#### Document extract
______________________________

FMT also tied to shorter length of hospital stay, better overall survival vs antibiotics.
This article was first published on Monday, November 4, 2019 in MedPage Today.
By Molly Walker, Associate Editor, MedPage Today.
Patients with Clostridioides difficile infection treated with fecal microbiota transplant (FMT) had lower risk of bloodstream infection, fewer days of hospitalization, and a higher increase in overall survival versus those treated with antibiotics, researchers in Italy found.
In a propensity score-matched cohort, 4% of patients with C. difficile treated with FMT had bloodstream infections compared with 26% of the antibiotic-treated cohort, reported Gianluca Ianiro, MD, of Università Cattolica del Sacro Cuore in Rome, and colleagues.
Moreover, propensity score-matched patients in the FMT group had significantly shorter mean length of hospital stay compared to the antibiotic group (13.4 vs 27.8 days), they wrote in the Annals of Internal Medicine.
Despite the current controversies associated with FMT, including a warning from the FDA after patients developed a multi-drug resistant infection following the procedure, the authors described FMT as a promising approach to treat C. difficile infections, particularly more severe ones, and outlined what role the procedure could play in the reduction of bloodstream infections in these patients.

______________________________

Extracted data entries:
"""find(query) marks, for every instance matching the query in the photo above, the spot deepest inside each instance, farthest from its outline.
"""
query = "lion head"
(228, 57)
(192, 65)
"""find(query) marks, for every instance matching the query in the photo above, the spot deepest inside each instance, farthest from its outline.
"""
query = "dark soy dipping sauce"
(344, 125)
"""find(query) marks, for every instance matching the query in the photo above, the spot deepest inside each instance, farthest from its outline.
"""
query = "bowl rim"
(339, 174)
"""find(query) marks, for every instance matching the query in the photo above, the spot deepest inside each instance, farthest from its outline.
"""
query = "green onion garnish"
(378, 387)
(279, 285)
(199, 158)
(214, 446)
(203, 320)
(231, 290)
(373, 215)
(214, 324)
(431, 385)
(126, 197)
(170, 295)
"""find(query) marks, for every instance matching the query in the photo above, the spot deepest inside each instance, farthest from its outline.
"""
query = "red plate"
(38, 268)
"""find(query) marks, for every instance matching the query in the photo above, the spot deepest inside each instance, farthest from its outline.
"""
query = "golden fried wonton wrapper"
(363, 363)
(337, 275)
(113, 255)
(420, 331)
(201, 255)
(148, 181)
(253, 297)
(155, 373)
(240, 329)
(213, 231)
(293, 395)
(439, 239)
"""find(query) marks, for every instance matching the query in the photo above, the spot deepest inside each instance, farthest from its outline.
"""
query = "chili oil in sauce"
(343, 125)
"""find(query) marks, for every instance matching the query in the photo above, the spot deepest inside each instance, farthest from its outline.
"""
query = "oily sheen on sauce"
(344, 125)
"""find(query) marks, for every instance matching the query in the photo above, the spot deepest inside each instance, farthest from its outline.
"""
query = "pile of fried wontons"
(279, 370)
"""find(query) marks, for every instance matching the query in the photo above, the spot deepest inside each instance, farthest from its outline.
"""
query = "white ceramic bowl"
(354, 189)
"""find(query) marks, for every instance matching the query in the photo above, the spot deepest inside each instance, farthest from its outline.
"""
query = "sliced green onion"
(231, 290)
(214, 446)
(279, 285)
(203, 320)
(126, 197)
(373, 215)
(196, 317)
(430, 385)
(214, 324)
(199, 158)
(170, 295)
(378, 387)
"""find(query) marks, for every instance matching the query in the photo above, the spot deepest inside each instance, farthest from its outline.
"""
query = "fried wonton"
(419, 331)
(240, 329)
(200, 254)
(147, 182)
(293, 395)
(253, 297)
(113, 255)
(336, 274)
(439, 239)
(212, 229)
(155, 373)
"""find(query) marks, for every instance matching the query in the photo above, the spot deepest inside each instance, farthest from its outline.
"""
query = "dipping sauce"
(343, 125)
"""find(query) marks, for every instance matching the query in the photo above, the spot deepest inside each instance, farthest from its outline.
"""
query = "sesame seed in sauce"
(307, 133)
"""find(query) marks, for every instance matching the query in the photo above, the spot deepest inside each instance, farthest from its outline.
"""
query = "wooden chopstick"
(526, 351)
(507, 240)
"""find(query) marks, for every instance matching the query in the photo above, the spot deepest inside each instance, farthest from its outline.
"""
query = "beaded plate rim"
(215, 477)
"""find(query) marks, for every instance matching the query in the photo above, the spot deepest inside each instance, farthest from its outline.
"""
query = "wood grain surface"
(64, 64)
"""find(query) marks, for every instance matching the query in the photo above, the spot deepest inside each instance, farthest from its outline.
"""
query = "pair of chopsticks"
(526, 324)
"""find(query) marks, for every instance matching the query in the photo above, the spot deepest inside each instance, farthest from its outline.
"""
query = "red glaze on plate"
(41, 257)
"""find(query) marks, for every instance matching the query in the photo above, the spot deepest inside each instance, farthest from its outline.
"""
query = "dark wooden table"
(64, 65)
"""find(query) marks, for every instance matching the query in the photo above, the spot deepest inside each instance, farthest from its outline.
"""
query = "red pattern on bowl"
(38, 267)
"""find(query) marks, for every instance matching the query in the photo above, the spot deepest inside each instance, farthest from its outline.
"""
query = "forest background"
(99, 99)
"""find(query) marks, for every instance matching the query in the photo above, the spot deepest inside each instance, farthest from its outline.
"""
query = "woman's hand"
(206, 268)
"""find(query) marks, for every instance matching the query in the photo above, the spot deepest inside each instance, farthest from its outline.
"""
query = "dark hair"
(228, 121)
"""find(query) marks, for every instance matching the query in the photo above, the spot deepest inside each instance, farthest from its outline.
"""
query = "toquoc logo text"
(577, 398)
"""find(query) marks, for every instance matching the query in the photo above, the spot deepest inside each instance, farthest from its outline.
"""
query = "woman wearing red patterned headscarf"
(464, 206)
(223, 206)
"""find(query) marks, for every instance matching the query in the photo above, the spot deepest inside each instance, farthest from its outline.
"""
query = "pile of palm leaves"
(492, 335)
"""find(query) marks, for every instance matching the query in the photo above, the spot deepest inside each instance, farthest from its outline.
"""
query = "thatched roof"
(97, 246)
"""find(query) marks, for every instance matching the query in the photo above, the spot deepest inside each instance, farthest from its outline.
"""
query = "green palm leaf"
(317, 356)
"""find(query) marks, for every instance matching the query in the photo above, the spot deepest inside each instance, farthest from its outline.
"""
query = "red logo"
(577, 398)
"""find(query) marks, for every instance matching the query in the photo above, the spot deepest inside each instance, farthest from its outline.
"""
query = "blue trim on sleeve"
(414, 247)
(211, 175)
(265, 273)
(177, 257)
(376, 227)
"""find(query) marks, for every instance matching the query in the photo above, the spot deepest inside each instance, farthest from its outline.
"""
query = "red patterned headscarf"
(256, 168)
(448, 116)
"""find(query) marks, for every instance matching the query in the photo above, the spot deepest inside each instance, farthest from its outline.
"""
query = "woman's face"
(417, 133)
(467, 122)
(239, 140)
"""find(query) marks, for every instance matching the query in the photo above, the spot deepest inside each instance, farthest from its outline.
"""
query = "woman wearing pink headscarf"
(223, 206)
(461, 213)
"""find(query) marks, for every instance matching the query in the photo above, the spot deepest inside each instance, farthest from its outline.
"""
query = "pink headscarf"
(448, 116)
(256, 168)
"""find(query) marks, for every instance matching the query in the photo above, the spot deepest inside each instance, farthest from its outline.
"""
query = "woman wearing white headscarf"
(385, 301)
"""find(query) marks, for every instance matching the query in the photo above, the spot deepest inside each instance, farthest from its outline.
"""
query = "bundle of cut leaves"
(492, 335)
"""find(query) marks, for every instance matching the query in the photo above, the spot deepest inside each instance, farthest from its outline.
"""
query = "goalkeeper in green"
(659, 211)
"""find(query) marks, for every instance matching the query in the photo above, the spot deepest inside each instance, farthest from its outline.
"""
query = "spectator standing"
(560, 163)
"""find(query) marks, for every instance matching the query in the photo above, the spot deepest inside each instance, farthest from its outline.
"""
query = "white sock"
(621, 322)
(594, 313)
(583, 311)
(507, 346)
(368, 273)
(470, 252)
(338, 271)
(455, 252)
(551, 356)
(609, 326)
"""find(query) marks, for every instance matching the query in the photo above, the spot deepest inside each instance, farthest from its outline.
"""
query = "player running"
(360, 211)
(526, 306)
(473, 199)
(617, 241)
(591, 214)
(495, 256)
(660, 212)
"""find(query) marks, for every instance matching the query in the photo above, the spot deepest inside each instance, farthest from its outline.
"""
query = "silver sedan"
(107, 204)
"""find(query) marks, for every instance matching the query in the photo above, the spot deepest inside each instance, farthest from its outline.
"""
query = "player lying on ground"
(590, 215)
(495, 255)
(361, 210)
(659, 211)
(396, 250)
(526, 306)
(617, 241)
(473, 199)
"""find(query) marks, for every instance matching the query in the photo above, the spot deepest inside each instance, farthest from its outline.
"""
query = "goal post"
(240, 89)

______________________________

#### Tasks to perform
• 1. Repeat the passage of the FMT article word for word, starting at "In a propensity" and ending at "Rome, and colleagues.".
• 2. According to the FMT article, what was the mean length of hospital stay for the propensity score-matched FMT group and for the antibiotic group?
You can ignore the records here.

#### Answers to this exercise
• 1.
In a propensity score-matched cohort, 4% of patients with C. difficile treated with FMT had bloodstream infections compared with 26% of the antibiotic-treated cohort, reported Gianluca Ianiro, MD, of Università Cattolica del Sacro Cuore in Rome, and colleagues.

• 2. 13.4 days for the FMT group versus 27.8 days for the antibiotic group.